* What the task asks *
Reproduce each record below exactly as written.

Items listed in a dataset
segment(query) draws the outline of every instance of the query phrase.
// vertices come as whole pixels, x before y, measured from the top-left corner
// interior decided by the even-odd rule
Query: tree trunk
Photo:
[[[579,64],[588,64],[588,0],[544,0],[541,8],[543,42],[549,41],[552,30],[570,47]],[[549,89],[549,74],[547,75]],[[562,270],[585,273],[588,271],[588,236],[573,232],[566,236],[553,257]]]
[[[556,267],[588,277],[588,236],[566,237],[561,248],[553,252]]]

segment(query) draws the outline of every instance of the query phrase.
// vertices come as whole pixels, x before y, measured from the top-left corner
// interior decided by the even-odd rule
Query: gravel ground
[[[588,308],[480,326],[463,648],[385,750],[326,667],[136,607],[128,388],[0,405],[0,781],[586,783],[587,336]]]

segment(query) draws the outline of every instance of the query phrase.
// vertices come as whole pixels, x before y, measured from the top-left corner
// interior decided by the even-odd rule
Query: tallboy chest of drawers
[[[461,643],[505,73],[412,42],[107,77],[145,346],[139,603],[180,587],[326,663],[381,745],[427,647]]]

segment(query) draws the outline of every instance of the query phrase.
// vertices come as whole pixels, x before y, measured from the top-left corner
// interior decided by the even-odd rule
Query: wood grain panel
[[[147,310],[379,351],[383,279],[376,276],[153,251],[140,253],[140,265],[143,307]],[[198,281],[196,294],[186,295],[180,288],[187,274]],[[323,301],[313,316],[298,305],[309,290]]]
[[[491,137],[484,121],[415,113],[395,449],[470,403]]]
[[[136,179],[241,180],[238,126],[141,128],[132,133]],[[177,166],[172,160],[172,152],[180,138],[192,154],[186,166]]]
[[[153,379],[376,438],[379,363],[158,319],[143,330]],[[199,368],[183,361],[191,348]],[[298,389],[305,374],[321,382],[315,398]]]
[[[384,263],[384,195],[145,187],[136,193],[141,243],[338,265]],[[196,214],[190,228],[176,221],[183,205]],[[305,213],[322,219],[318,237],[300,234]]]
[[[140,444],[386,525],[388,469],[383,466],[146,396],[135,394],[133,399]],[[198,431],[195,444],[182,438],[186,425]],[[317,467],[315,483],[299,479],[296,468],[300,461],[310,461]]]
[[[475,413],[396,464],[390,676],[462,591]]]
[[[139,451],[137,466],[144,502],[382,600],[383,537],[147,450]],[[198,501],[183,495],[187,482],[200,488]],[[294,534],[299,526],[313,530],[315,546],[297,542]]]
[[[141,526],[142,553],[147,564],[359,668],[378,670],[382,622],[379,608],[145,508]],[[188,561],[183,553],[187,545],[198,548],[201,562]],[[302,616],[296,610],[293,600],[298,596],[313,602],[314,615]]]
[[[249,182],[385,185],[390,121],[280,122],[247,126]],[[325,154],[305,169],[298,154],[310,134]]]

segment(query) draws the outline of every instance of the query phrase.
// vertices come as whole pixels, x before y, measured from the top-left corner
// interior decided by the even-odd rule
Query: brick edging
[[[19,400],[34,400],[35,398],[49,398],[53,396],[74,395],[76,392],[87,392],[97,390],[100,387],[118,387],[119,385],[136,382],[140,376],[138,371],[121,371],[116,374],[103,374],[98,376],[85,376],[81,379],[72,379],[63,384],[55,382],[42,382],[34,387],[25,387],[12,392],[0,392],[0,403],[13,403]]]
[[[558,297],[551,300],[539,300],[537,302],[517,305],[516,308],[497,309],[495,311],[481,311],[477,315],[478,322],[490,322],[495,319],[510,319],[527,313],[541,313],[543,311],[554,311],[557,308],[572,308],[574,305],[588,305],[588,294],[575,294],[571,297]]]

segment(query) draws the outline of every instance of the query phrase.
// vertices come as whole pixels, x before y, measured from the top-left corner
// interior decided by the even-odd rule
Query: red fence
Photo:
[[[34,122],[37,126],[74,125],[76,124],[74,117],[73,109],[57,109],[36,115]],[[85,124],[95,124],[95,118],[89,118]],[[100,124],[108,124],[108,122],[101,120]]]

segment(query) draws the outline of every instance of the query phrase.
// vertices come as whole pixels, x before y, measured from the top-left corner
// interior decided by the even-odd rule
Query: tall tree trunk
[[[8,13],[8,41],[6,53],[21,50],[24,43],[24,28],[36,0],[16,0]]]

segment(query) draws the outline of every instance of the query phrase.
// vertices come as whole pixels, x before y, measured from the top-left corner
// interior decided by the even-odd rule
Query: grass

* Task answer *
segment(query) draws the outline of every instance of the query phrase.
// vertices come as whole pixels, x before y, measured from the top-left corner
// interior decided by the even-odd rule
Query: tree trunk
Photo:
[[[579,64],[588,64],[588,0],[544,0],[541,8],[543,42],[549,41],[552,30],[570,47]],[[549,89],[549,74],[547,75]],[[562,270],[585,273],[588,271],[588,236],[573,232],[566,236],[553,257]]]
[[[556,267],[588,277],[588,236],[566,237],[561,248],[553,252]]]

segment(query) draws the outline of every instance of the query phrase.
// vertices come as whole pixels, x before y, measured from the top-left corner
// interior decided by the even-odd rule
Query: gravel ground
[[[588,308],[480,326],[463,648],[385,750],[326,667],[136,607],[128,388],[0,405],[0,781],[586,783],[587,336]]]

segment(query) draws the outline of every instance of the query phrase.
// vertices come as whole pixels, x before y, measured from the top-left corner
// interior decided by the even-odd rule
Query: tallboy chest of drawers
[[[461,643],[505,73],[412,42],[107,77],[145,346],[139,603],[180,587],[326,663],[381,745],[427,647]]]

segment(query) draws the outline of every instance of the query phrase.
// vertices come as whole pixels, x before y, measured from the top-left corner
// interior decided by the even-odd rule
Query: wood grain panel
[[[147,310],[379,351],[383,279],[376,276],[153,251],[140,253],[140,265],[143,307]],[[198,281],[196,294],[186,295],[180,288],[187,274]],[[323,301],[313,316],[298,305],[309,290]]]
[[[491,137],[484,121],[415,113],[395,449],[470,403]]]
[[[136,179],[241,180],[238,126],[141,128],[132,133]],[[177,166],[172,160],[172,152],[180,138],[192,154],[186,166]]]
[[[153,379],[376,438],[379,363],[158,319],[143,330]],[[199,368],[183,361],[191,348]],[[298,389],[305,374],[321,382],[315,398]]]
[[[384,263],[384,195],[145,187],[136,193],[141,243],[338,265]],[[196,214],[190,228],[176,221],[183,205]],[[305,213],[322,219],[318,237],[300,234]]]
[[[140,444],[386,525],[388,469],[383,466],[146,396],[135,394],[133,399]],[[198,431],[195,444],[182,438],[186,425]],[[317,467],[315,483],[299,479],[296,468],[300,461],[310,461]]]
[[[475,413],[396,464],[390,676],[462,591]]]
[[[139,451],[137,466],[144,502],[382,600],[383,537],[147,450]],[[198,501],[183,495],[187,482],[200,488]],[[294,534],[299,526],[313,530],[315,546],[297,542]]]
[[[141,526],[142,553],[147,564],[359,668],[378,670],[382,622],[379,608],[145,508]],[[188,561],[183,553],[187,545],[198,548],[201,562]],[[302,616],[296,610],[293,600],[298,596],[313,602],[314,615]]]
[[[249,182],[385,185],[390,121],[280,122],[247,126]],[[325,154],[305,169],[298,154],[310,134]]]

segment(query) draws the outline of every instance of the query phrase.
// vertices come as whole pixels, x before y, measured from the top-left corner
// interior decided by the even-odd rule
Query: brick edging
[[[19,400],[34,400],[35,398],[49,398],[53,396],[74,395],[76,392],[87,392],[97,390],[100,387],[118,387],[119,385],[136,382],[140,376],[138,371],[121,371],[116,374],[103,374],[98,376],[85,376],[81,379],[72,379],[63,384],[55,382],[42,382],[34,387],[25,387],[12,392],[0,392],[0,403],[13,403]]]
[[[558,297],[551,300],[539,300],[537,302],[517,305],[516,308],[497,309],[495,311],[481,311],[477,315],[478,322],[490,322],[495,319],[510,319],[527,313],[541,313],[543,311],[554,311],[557,308],[572,308],[574,305],[588,305],[588,294],[575,294],[571,297]]]

segment(query) draws the outline of every instance of the query phrase.
// vertices come as whole pixels, x before y, measured from the top-left corner
// interior decided by the even-odd rule
Query: red fence
Photo:
[[[34,122],[37,126],[74,125],[76,124],[74,117],[73,109],[57,109],[36,115]],[[85,124],[95,124],[95,118],[89,118]],[[100,124],[108,124],[108,122],[101,120]]]

segment(query) draws the outline of every instance of the query phrase.
// vertices come as whole pixels, x before y, measured from the top-left corner
// interior decided by the even-odd rule
Query: tall tree trunk
[[[8,13],[8,41],[6,53],[21,50],[24,43],[24,28],[36,0],[16,0]]]

segment(query) draws the outline of every instance of the query phrase.
// vertices come as whole pixels, x before y, measured from the top-left corner
// interior decided by the even-odd rule
Query: grass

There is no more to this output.